### Supplied passage
[LINK] NBN retail cost and 12 year technology bell curve
Tom Worthington
tom.worthington at tomw.net.au
Tue Apr 12 08:57:46 AEST 2011
Kim Holburn wrote:
> On 2011/Apr/09, at 2:31 PM, Richard Chirgwin wrote:
>> ... December 2010 ABS data, which shows continuing growth in DSL
>> alongside wireless:
>> http://abs.gov.au/AUSSTATS/abs@.nsf/Lookup/8153.0Main+Features1Dec%202009?OpenDocument
>>
>
> Interesting. I notice their definition of broadband is effectively
> "not dial-up" or 256k or more ...
Yes. The definition of broadband was discussed at the Australian Bureau
of Statistics ICT Reference Group meeting in 11 October 2005. I was at
the meeting (for the ACS) and went along with 256kbps, which comes from
the OECD:
<http://blog.tomw.net.au/2005/10/ict-reference-group-meeting_13.html>.

### Record excerpts
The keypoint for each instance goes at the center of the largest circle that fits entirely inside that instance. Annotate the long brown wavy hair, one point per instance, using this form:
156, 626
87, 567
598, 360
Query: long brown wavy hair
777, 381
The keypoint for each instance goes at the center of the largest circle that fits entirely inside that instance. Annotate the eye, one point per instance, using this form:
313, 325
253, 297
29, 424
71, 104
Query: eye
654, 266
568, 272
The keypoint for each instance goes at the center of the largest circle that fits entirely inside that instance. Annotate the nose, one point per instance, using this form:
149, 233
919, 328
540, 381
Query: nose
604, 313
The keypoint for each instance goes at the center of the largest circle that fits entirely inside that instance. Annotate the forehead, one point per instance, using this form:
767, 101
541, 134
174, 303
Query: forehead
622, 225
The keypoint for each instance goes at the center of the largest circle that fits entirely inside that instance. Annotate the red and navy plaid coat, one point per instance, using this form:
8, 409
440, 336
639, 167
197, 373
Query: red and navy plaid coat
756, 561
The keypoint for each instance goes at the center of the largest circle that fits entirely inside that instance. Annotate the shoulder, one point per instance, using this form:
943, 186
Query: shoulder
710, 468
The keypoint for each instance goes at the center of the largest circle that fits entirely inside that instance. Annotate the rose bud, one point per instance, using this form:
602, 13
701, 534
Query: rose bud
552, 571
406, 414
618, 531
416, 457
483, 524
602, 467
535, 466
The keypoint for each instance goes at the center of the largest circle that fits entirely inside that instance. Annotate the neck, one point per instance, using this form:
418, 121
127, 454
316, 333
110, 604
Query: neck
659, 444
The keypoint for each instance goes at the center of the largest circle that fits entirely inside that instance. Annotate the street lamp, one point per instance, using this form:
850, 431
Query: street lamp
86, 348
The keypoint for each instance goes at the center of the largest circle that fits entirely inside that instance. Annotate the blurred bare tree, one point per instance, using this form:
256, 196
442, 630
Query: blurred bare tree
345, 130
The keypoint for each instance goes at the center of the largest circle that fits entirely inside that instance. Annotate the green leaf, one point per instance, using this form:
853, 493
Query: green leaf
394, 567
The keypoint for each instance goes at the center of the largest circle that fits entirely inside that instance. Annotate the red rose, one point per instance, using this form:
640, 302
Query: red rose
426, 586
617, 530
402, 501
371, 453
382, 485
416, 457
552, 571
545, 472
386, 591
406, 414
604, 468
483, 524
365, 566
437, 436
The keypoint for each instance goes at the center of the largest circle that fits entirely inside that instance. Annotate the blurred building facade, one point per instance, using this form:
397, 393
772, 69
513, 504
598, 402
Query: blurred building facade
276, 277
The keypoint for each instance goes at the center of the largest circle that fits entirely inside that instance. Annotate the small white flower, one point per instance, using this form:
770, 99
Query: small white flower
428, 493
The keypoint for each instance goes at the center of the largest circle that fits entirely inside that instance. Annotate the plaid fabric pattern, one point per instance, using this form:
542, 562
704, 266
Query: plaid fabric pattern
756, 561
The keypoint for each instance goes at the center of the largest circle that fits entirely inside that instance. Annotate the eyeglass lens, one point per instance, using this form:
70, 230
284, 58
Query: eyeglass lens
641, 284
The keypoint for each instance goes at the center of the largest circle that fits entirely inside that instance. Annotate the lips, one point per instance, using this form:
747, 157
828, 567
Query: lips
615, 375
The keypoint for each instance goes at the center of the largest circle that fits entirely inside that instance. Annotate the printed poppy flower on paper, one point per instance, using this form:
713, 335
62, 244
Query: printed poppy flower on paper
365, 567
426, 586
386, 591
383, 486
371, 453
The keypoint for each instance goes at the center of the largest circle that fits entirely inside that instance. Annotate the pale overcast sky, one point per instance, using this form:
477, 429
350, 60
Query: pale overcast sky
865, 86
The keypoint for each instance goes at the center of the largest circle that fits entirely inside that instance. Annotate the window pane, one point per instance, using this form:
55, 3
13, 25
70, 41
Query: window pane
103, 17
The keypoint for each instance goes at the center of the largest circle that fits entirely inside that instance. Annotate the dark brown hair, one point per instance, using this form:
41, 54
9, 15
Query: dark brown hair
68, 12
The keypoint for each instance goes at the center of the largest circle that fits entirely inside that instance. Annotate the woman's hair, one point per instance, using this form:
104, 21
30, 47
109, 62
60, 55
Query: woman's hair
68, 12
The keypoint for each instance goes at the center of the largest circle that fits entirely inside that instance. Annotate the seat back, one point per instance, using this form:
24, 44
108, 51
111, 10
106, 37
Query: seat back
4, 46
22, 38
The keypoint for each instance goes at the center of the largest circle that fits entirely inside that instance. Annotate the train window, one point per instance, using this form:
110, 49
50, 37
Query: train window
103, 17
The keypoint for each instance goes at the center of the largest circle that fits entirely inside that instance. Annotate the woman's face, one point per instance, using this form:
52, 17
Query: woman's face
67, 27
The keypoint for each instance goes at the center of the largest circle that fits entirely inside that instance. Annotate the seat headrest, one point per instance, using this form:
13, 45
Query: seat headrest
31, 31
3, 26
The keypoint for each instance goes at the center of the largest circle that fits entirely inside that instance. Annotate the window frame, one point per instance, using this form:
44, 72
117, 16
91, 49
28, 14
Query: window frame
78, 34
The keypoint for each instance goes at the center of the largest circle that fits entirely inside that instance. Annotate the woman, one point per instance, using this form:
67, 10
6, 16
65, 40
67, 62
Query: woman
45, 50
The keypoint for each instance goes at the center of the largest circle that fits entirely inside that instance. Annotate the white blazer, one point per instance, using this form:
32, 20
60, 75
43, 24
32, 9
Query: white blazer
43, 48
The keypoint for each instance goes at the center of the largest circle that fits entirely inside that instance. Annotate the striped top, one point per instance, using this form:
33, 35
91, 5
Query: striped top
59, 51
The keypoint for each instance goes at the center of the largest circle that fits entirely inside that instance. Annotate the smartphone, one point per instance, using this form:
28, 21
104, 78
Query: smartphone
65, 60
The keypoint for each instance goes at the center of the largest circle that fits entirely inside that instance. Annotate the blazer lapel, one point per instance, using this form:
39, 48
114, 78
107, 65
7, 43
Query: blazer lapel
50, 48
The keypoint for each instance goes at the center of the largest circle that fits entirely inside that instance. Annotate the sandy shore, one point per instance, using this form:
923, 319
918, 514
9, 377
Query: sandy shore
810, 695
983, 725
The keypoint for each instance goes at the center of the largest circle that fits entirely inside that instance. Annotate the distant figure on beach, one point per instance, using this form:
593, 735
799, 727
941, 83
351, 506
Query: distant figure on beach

### Written problem
From the NBN mailing list post, reproduce the text between "[LINK] NBN retail" and "or more ...", inclusive.

### Output for this exercise
[LINK] NBN retail cost and 12 year technology bell curve
Tom Worthington
tom.worthington at tomw.net.au
Tue Apr 12 08:57:46 AEST 2011
Kim Holburn wrote:
> On 2011/Apr/09, at 2:31 PM, Richard Chirgwin wrote:
>> ... December 2010 ABS data, which shows continuing growth in DSL
>> alongside wireless:
>> http://abs.gov.au/AUSSTATS/abs@.nsf/Lookup/8153.0Main+Features1Dec%202009?OpenDocument
>>
>
> Interesting. I notice their definition of broadband is effectively
> "not dial-up" or 256k or more ...